(Labeled-object pointing entries)
= = =
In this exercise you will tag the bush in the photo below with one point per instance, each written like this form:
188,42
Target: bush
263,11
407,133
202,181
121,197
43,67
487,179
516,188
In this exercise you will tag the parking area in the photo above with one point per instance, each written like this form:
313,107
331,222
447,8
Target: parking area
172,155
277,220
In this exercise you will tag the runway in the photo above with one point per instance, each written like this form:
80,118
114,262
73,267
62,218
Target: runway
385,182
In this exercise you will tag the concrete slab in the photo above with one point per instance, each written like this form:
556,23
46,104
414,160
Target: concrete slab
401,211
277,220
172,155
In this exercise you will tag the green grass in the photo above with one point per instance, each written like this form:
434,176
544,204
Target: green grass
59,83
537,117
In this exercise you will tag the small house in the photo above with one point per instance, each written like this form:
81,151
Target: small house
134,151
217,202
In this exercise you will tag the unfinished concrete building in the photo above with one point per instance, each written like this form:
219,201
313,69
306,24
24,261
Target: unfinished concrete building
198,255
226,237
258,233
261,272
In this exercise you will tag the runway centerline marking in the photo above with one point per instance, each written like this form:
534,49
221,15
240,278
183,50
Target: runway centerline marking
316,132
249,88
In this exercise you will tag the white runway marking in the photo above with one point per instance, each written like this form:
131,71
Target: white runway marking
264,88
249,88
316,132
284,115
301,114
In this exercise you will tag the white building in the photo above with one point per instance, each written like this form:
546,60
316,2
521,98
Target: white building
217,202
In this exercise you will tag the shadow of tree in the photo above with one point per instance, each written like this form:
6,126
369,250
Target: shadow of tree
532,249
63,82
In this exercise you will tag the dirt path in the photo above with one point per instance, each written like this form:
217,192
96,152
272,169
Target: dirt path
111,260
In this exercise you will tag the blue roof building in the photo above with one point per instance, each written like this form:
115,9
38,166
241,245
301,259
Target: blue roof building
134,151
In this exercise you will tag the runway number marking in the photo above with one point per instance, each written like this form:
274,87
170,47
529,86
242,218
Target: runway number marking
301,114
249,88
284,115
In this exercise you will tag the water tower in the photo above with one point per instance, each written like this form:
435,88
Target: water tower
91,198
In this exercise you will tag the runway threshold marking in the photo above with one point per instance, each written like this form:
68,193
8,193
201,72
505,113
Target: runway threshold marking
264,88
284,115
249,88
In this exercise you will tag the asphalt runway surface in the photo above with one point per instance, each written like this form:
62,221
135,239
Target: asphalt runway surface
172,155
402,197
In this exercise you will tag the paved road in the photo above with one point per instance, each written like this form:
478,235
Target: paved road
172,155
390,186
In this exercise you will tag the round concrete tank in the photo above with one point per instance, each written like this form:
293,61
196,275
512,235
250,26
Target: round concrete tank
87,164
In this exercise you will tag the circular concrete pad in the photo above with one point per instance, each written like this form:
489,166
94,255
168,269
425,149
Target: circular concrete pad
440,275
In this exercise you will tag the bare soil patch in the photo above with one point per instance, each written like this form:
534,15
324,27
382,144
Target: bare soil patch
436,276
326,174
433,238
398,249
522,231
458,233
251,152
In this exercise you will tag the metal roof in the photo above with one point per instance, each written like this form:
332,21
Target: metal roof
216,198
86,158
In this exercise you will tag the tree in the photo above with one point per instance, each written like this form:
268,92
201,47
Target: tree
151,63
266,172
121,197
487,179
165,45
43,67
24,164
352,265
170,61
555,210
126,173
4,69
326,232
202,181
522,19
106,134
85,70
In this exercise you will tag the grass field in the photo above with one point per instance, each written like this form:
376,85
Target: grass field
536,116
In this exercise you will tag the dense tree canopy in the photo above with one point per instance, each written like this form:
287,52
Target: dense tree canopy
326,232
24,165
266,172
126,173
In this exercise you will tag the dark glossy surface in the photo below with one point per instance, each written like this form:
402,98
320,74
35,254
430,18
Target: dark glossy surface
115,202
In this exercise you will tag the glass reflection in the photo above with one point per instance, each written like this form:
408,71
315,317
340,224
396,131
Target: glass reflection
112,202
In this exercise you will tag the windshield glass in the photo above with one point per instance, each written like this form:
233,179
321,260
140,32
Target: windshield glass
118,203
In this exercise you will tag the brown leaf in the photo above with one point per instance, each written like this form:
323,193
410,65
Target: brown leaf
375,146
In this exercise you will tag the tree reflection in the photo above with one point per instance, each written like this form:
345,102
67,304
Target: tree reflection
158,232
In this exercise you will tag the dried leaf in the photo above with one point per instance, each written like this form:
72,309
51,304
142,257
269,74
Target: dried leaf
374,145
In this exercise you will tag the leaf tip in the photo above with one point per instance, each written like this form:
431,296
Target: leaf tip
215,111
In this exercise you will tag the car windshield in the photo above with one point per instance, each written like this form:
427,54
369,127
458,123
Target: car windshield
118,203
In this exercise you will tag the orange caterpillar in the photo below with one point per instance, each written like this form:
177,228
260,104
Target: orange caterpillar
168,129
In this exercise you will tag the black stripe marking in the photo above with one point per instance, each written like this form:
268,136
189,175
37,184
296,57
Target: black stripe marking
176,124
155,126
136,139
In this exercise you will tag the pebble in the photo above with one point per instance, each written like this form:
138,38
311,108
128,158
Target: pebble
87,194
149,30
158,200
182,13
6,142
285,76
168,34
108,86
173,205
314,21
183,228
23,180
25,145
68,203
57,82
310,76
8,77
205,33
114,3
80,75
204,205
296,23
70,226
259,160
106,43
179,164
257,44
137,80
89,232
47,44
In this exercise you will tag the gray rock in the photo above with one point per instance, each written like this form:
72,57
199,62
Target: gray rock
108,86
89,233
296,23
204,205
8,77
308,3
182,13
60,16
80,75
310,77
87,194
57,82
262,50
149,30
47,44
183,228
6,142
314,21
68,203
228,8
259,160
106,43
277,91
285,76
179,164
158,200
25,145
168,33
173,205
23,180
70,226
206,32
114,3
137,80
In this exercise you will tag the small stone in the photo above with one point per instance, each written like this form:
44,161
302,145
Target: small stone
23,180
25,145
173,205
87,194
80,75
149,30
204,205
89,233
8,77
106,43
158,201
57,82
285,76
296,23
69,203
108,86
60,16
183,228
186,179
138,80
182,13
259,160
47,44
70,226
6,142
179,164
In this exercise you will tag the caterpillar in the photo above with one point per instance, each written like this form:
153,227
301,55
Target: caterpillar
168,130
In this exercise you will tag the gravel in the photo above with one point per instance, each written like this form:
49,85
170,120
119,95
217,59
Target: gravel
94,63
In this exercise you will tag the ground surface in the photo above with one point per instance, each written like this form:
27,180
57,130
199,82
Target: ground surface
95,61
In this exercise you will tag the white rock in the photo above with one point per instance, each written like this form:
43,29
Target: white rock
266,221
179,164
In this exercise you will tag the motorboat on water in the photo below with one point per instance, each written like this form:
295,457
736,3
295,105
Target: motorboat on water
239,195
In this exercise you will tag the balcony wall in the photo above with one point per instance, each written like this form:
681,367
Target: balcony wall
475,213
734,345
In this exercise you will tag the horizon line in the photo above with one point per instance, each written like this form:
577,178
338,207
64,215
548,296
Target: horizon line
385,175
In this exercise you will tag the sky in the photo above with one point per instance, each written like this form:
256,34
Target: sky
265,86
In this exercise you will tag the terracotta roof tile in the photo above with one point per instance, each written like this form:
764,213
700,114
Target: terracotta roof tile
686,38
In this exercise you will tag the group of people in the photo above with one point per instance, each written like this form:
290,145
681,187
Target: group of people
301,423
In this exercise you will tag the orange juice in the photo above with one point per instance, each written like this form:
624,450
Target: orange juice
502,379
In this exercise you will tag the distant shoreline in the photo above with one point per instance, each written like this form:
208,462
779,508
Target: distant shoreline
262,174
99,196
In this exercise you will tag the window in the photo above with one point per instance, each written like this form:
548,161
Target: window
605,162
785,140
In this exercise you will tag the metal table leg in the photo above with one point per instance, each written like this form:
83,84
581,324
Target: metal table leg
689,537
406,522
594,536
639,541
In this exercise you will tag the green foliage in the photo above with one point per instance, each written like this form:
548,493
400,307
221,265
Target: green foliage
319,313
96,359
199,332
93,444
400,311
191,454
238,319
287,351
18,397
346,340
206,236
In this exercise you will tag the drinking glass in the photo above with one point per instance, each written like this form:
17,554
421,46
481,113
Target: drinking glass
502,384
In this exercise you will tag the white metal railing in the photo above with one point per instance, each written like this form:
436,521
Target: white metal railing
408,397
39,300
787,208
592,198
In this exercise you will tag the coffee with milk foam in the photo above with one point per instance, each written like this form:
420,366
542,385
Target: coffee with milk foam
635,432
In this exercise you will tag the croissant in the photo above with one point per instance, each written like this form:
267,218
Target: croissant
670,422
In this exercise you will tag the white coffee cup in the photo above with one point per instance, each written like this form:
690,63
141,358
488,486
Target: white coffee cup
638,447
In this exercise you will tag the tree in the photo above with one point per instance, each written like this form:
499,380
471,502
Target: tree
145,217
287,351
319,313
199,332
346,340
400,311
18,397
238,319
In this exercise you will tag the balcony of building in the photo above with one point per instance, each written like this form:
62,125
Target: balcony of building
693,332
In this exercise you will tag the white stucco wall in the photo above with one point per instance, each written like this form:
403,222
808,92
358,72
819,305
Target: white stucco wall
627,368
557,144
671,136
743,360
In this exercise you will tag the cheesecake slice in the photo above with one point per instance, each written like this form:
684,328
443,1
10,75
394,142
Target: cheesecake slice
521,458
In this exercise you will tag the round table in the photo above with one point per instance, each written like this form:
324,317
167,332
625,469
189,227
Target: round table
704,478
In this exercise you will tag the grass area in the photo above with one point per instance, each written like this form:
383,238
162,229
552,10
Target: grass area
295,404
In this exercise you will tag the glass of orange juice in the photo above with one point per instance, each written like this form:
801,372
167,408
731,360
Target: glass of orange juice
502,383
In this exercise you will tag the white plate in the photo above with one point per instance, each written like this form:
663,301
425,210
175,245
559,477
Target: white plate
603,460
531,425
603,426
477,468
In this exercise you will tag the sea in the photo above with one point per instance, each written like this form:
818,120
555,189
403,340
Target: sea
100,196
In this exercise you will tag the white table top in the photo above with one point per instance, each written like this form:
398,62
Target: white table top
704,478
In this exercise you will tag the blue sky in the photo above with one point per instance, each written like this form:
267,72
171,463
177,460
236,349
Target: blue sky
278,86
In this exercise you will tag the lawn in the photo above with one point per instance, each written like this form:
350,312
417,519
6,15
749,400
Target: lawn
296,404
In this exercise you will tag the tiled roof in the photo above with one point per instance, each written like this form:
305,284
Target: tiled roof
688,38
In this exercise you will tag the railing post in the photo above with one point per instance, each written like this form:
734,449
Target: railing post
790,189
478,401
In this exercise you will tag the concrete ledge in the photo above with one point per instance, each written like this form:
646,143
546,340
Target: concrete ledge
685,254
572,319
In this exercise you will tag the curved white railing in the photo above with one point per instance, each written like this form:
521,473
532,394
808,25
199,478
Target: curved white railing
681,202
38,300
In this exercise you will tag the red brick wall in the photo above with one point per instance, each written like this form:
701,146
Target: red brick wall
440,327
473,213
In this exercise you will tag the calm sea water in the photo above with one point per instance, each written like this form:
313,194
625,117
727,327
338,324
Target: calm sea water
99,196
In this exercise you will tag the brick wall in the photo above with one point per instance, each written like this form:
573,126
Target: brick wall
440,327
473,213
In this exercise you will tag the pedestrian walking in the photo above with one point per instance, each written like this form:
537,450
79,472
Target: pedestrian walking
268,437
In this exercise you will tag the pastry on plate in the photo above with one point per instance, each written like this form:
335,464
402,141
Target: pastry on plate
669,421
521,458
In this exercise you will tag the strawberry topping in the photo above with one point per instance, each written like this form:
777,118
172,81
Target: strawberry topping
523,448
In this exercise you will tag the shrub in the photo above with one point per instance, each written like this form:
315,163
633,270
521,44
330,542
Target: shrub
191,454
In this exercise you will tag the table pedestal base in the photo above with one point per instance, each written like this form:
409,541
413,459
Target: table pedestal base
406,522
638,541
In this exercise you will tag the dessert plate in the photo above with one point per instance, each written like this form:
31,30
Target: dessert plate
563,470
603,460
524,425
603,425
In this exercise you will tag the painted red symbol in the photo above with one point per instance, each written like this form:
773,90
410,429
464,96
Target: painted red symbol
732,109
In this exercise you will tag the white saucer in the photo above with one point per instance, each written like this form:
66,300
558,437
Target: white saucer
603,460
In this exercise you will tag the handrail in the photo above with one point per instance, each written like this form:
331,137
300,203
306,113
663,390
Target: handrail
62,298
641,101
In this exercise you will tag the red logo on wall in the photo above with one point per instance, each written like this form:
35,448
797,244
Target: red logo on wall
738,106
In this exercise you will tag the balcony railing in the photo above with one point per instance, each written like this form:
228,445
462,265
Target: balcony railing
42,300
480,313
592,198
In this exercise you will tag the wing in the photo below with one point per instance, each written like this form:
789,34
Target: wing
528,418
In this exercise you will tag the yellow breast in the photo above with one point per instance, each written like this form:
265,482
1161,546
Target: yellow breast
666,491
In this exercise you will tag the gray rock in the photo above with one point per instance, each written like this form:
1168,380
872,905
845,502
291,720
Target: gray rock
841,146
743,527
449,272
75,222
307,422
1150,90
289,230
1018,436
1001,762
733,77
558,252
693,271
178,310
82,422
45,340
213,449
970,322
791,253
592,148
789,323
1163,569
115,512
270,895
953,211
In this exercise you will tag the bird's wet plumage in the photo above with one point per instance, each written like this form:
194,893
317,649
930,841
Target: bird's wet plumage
= = =
[Set exercise] Everything from the line with "In this exercise you will tag the balcony railing" to the end of the listing above needs to be duplicated exactly, both end lines included, with nothing more.

[Written reply]
In this exercise you will tag the balcony railing in the photo above with one point per instance, each written like this form:
228,445
462,265
Target: balcony railing
42,300
480,313
592,198
In this exercise you will tag the wing in the photo below with one point per instance, each written like this form:
789,34
Target: wing
528,418
In this exercise you will tag the yellow breast in the photo above with one point per instance, each written like this form:
265,482
1161,546
Target: yellow breast
666,491
In this exercise you will tag the gray rock in the photo above with one point per instance, each written like this form:
1168,380
872,905
845,502
291,720
Target: gray rock
841,146
743,527
449,272
75,222
307,422
1150,90
289,230
1018,436
1001,762
733,77
558,252
693,271
178,310
82,422
45,340
213,449
970,322
791,253
592,148
789,323
1163,569
115,512
270,895
953,211
In this exercise you will tag the bird's wet plumage in the photo above with one point per instance, each written like this form:
194,893
317,649
930,841
Target: bird's wet plumage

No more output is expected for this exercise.